## [Set exercise]
List each line of the data below that contains the string "dress", copying every such line in full. Matching is case-sensitive.

--------------------------------------------------

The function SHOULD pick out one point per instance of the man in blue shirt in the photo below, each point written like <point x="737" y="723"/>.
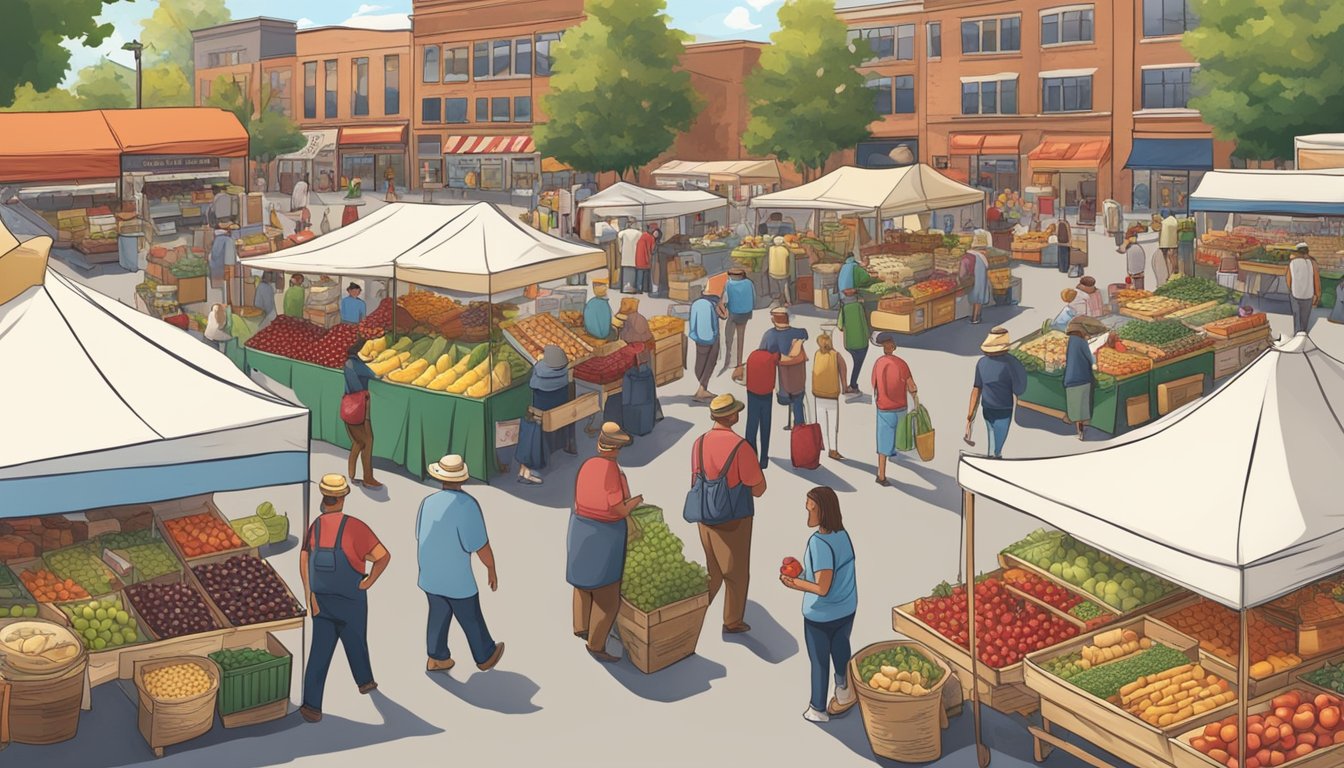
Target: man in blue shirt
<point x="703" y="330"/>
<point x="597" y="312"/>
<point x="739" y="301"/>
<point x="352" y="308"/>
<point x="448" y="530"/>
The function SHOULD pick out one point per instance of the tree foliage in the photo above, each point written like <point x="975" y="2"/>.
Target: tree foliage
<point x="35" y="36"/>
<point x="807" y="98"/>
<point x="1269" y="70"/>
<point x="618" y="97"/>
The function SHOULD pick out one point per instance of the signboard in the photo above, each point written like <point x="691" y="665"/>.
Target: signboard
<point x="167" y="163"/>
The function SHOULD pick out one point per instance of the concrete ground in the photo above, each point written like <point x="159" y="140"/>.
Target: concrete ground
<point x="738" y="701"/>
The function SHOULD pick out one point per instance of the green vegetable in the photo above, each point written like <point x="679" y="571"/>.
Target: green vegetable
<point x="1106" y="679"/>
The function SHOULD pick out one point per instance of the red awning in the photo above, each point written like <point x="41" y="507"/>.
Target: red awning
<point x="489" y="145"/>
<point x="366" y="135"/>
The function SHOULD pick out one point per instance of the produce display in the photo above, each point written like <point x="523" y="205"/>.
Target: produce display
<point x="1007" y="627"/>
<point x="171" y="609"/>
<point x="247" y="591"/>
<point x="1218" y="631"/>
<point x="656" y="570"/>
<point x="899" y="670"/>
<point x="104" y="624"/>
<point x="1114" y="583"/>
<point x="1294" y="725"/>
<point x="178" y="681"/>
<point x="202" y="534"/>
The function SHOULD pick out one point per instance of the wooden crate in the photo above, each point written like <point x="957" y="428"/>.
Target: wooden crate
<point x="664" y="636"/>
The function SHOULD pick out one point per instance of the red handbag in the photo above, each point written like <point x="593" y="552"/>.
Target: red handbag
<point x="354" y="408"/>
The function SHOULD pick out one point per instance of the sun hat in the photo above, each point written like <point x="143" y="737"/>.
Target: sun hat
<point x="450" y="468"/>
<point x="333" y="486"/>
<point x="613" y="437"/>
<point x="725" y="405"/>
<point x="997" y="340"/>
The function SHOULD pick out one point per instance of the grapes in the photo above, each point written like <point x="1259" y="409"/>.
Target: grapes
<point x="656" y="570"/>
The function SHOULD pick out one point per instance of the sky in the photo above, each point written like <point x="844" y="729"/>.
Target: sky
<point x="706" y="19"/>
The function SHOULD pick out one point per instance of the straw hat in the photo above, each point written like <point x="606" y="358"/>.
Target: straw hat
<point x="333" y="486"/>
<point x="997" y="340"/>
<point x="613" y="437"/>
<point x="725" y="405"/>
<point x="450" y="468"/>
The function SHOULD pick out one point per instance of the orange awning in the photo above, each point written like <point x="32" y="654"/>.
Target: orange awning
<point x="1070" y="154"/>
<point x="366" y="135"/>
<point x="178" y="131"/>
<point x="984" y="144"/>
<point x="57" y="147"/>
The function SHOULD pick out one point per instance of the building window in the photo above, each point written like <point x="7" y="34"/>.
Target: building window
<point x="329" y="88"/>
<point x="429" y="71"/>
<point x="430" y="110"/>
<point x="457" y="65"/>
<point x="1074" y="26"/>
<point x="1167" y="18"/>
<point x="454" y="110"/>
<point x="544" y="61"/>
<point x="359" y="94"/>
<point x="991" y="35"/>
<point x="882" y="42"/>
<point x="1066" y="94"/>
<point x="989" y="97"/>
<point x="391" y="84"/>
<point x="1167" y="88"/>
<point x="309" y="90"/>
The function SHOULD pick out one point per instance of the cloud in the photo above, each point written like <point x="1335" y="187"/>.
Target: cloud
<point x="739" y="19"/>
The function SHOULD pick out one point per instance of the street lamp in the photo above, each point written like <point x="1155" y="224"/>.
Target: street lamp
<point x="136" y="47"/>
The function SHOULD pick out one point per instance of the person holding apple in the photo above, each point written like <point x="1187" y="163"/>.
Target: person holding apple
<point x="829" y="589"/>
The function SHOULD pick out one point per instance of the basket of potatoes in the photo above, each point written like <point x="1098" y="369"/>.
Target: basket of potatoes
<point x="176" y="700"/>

--------------------------------------------------

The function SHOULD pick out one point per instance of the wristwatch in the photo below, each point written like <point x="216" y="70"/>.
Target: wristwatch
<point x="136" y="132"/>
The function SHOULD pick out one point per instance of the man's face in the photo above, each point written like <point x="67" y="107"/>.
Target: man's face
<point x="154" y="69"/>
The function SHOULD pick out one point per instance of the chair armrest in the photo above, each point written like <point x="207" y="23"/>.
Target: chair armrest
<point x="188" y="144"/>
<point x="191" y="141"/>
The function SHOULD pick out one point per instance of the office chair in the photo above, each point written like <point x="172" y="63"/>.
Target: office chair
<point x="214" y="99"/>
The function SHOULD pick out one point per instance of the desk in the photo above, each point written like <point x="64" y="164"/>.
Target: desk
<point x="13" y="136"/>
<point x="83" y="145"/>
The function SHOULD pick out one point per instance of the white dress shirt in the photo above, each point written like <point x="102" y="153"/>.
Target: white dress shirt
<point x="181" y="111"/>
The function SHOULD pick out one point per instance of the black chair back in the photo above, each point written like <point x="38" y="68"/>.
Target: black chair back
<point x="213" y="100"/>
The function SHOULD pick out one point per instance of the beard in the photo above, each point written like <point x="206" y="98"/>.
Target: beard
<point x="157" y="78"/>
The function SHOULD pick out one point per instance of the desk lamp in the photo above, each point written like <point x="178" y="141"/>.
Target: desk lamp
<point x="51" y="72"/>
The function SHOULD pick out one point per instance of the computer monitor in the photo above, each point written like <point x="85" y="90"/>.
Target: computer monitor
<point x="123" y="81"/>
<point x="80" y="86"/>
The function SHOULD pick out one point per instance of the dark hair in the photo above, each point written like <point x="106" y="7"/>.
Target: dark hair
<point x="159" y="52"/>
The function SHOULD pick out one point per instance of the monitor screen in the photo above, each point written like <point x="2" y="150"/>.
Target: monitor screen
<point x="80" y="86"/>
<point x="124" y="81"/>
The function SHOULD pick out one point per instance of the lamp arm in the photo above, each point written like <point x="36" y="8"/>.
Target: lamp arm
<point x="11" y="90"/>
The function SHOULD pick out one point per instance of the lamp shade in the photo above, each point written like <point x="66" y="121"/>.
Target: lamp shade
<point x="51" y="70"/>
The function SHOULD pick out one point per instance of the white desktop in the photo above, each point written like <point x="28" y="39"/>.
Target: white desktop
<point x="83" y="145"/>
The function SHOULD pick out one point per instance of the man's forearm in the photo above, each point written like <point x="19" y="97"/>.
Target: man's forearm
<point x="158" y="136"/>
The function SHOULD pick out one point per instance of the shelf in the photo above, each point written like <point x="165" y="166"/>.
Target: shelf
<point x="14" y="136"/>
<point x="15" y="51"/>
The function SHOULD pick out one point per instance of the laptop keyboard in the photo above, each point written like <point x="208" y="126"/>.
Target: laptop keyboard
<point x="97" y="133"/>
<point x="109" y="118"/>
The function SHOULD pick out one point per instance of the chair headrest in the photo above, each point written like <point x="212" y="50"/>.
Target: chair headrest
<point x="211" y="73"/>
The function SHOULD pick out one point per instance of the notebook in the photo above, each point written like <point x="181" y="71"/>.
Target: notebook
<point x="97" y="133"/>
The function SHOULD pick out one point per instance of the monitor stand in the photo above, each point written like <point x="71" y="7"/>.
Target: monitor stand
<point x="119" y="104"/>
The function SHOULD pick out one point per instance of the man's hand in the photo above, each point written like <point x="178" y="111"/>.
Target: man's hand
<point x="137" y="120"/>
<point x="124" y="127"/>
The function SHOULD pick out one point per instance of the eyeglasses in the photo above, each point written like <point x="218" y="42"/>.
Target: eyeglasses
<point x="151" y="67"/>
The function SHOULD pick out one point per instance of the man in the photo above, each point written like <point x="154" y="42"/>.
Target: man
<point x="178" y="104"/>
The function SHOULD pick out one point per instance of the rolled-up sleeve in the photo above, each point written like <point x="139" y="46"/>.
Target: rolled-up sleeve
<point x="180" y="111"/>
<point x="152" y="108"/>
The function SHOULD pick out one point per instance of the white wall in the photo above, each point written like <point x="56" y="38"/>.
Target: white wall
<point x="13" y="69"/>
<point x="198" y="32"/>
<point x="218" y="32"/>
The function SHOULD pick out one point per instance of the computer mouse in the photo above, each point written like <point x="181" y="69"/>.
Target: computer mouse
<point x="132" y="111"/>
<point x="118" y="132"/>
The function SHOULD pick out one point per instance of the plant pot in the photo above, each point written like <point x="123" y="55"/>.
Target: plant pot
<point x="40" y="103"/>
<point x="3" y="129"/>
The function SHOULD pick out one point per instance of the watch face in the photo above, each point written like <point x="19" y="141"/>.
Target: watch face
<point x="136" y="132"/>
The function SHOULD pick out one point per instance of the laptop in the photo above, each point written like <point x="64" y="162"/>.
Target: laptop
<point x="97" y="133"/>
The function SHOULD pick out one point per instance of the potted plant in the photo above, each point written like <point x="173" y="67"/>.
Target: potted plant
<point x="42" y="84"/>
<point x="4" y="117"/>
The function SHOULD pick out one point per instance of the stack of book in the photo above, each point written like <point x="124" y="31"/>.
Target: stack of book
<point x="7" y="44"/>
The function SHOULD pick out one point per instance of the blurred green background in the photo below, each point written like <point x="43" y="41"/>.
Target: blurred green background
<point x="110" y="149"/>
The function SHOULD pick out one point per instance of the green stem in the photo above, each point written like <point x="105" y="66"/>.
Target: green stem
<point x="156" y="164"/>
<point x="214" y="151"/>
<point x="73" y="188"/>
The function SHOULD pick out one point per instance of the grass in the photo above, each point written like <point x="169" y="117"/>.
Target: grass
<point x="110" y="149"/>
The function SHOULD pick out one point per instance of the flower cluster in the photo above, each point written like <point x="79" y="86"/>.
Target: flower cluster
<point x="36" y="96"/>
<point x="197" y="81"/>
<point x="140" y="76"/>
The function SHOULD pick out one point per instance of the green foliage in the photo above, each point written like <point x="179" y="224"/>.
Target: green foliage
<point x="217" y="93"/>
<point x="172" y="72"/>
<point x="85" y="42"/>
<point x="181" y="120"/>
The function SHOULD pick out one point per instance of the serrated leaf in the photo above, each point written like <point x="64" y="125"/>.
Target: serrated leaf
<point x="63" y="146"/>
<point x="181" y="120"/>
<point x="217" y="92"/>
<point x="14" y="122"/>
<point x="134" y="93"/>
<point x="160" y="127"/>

--------------------------------------------------

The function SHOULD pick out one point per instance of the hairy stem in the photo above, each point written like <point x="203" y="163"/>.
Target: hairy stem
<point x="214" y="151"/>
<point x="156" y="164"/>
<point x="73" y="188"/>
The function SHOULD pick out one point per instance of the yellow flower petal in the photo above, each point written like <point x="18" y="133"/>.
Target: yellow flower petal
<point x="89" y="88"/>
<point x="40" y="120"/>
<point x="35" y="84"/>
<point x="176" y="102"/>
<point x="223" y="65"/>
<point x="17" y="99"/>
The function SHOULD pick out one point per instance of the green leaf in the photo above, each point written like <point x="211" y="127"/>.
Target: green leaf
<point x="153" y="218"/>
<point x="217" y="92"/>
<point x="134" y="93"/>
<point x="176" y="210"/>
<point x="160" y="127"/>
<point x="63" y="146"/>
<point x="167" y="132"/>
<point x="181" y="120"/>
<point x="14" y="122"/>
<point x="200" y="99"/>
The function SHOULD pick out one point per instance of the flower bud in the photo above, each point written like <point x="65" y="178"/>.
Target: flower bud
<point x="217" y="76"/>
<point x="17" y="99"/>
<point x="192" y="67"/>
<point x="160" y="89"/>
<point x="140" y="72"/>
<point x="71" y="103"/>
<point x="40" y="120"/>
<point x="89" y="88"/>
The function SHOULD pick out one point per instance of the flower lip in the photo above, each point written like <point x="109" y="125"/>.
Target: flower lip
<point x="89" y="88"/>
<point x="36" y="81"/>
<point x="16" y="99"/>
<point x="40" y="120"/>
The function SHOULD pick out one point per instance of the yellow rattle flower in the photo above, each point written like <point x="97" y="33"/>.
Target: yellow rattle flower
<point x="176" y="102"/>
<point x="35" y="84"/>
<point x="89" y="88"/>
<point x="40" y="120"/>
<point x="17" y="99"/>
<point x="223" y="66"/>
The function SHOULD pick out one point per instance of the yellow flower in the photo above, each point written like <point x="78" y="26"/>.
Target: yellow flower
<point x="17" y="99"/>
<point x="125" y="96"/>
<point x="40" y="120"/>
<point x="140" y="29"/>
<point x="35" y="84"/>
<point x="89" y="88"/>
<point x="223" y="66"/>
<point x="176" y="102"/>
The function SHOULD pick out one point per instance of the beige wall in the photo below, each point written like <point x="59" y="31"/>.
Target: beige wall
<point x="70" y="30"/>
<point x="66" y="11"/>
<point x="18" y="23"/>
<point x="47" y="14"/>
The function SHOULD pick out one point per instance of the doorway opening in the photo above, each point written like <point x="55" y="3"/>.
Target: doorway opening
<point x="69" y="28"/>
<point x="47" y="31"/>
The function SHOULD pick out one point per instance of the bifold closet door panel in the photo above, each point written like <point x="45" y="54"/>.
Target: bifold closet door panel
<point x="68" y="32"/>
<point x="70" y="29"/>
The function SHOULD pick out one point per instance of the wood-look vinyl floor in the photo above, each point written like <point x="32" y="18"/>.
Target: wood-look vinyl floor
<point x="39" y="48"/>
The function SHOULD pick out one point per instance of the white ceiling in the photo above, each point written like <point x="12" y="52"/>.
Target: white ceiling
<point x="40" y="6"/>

--------------------------------------------------

## [Result]
The function SHOULD pick out one point per instance of the white dress shirt in the photo above, each point written like <point x="102" y="153"/>.
Target: white dress shirt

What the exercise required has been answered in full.